(Dataset entries)

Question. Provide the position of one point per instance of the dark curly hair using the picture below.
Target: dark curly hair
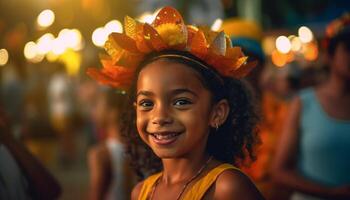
(233, 142)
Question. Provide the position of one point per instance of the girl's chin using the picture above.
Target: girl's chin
(166, 154)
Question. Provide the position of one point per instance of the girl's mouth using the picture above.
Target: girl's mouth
(165, 138)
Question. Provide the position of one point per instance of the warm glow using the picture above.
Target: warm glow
(216, 25)
(72, 61)
(30, 50)
(279, 59)
(283, 44)
(46, 18)
(58, 46)
(99, 36)
(268, 45)
(4, 57)
(146, 17)
(305, 34)
(311, 52)
(296, 43)
(44, 43)
(114, 26)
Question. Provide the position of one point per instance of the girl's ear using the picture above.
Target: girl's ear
(219, 113)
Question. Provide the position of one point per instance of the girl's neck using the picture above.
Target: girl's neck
(182, 169)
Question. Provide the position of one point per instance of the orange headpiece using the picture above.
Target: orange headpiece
(167, 32)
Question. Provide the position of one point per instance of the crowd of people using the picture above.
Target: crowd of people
(185, 115)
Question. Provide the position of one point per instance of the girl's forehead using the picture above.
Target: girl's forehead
(170, 74)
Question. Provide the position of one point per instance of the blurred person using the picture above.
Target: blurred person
(87, 96)
(312, 155)
(22, 176)
(61, 110)
(110, 176)
(248, 34)
(272, 88)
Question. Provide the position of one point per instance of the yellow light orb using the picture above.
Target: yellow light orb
(30, 50)
(46, 18)
(296, 43)
(4, 57)
(146, 17)
(305, 34)
(58, 46)
(114, 26)
(99, 36)
(216, 25)
(44, 43)
(283, 44)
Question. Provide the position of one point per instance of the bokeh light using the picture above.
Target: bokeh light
(216, 25)
(279, 59)
(146, 17)
(305, 34)
(44, 43)
(283, 44)
(30, 50)
(46, 18)
(114, 26)
(99, 36)
(4, 57)
(296, 43)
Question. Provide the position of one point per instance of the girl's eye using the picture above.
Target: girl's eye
(145, 104)
(182, 102)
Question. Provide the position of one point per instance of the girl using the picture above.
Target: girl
(190, 118)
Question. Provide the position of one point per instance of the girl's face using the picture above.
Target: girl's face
(173, 109)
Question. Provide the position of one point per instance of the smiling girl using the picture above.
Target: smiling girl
(189, 116)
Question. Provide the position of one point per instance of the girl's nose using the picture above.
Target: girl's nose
(161, 116)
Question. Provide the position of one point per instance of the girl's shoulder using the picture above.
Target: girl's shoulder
(143, 188)
(234, 184)
(136, 190)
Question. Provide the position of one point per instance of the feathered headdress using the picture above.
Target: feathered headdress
(167, 32)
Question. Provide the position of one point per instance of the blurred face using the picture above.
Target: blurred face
(173, 109)
(341, 61)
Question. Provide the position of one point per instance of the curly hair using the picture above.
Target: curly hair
(233, 142)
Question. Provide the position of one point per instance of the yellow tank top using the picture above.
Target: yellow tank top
(196, 192)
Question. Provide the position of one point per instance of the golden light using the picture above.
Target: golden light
(311, 52)
(38, 58)
(30, 50)
(58, 46)
(279, 59)
(268, 45)
(44, 43)
(296, 43)
(114, 26)
(283, 44)
(52, 57)
(305, 34)
(146, 17)
(99, 36)
(46, 18)
(72, 61)
(216, 25)
(4, 57)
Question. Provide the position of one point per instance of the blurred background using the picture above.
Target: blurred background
(47, 45)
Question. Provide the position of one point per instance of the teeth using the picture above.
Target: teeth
(165, 137)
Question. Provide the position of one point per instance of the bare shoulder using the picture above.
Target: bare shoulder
(233, 184)
(136, 191)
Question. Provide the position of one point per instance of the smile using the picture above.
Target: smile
(165, 138)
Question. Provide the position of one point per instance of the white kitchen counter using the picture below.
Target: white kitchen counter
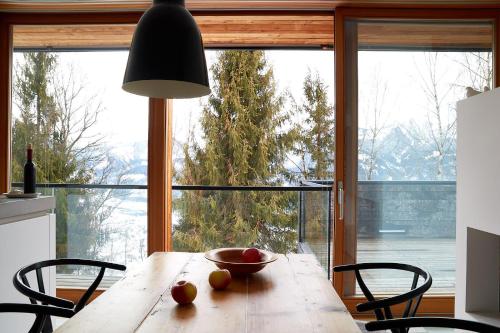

▶ _What the task asks_: Please retype every record exactly, leaving the pictures out.

▶ _Expected output_:
Question. Provide the position of one point per instance of the dark curly hair using the picture below.
Target: dark curly hair
(233, 142)
Question. Provide the position of one point per instance of the girl's chin using the picture above.
Target: girl's chin
(166, 154)
Question. Provide the position of one point per instance of the girl's mouth using the picture above.
Target: girl's mouth
(165, 138)
Question. Provide the position of one point per instance of the warm glow using the picture above.
Target: warm glow
(216, 25)
(72, 61)
(30, 50)
(279, 59)
(283, 44)
(46, 18)
(58, 46)
(99, 36)
(268, 45)
(4, 57)
(146, 17)
(305, 34)
(311, 52)
(296, 43)
(44, 43)
(114, 26)
Question. Provide the position of one point per instance of the girl's ear using the picture above.
Target: girl's ear
(219, 113)
Question. Provide the position of one point per instance of the girl's neck using the picture above.
Target: girl's neck
(182, 169)
Question. Provide the position of one point per instance of the orange headpiece using the picture above.
Target: orange headpiece
(167, 32)
Question. Provide the position of one point per instance of the crowd of people using the picture above.
Target: crowd of people
(185, 115)
Question. Provide the position of one point per instance of the girl's forehead using the picture above.
Target: girl's forehead
(170, 74)
Question. Provide the position of one point per instance of the blurred person using the picture above.
Target: blurred person
(87, 96)
(312, 155)
(22, 176)
(61, 110)
(110, 176)
(248, 34)
(272, 88)
Question. Provide the position of one point per instance of the yellow light orb using the picture above.
Target: yellow light orb
(30, 50)
(46, 18)
(296, 43)
(4, 57)
(146, 17)
(305, 34)
(58, 46)
(114, 26)
(99, 36)
(216, 25)
(44, 43)
(283, 44)
Question. Provide the position of one point per instance of the bokeh light using the picture above.
Target: bokeh light
(216, 25)
(279, 59)
(146, 17)
(305, 34)
(44, 43)
(283, 44)
(30, 50)
(46, 18)
(114, 26)
(99, 36)
(4, 57)
(296, 43)
Question. Provide the position of one point per instance of the girl's eye using the picture above.
Target: girl's eye
(145, 104)
(182, 102)
Question. Provide the position of one point per instance of the girl using the picture above.
Target: girl
(190, 118)
Question. Provide the position of one point per instance of the girl's face using the picture above.
Target: girl's face
(173, 109)
Question. Provide the position of one point per instance of the smiling girl using the picture above.
Target: smiling girl
(189, 116)
Question. Provide the position of one point per instance of the girl's nose using the picture above.
Target: girl's nose
(161, 116)
Question. Provide the position of one point per instance of the girl's shoulder using the picture above.
Target: girl's shoulder
(143, 188)
(234, 184)
(136, 190)
Question. Provide the position of one point per instance of the feathered headdress using the picture above.
Target: feathered headdress
(167, 32)
Question. Provide the position of one point per instance of the blurred face using the picture above.
Target: blurred face
(173, 109)
(341, 61)
Question. Provide the position of one point per instance of the curly hair using the picture above.
Target: curly hair
(233, 142)
Question. Provide the position of one point per instance of the yellow tank top using the picture above.
Target: yellow tank top
(196, 192)
Question. Provide the position of one point per instance of the golden light using the picture above.
Target: golden light
(311, 52)
(38, 58)
(30, 50)
(58, 46)
(279, 59)
(268, 45)
(44, 43)
(296, 43)
(114, 26)
(283, 44)
(52, 57)
(305, 34)
(146, 17)
(99, 36)
(46, 18)
(72, 61)
(216, 25)
(4, 57)
Question. Provide the position of one point per instance of the blurred background using the picture above.
Target: blurred background
(47, 45)
Question. Provide the position of one point per instance of the teeth using the picture above.
Target: teeth
(165, 137)
Question. Provide the position of one point per instance of the bare shoulder using the picture above.
Target: bare shoulder
(233, 184)
(136, 191)
Question. Provide the position of one point per instance of the smile using the picture above.
Target: smile
(165, 138)
Question. Provide the position of one point per instance of the white kitchen counter using the picture below.
Target: white kitchen counter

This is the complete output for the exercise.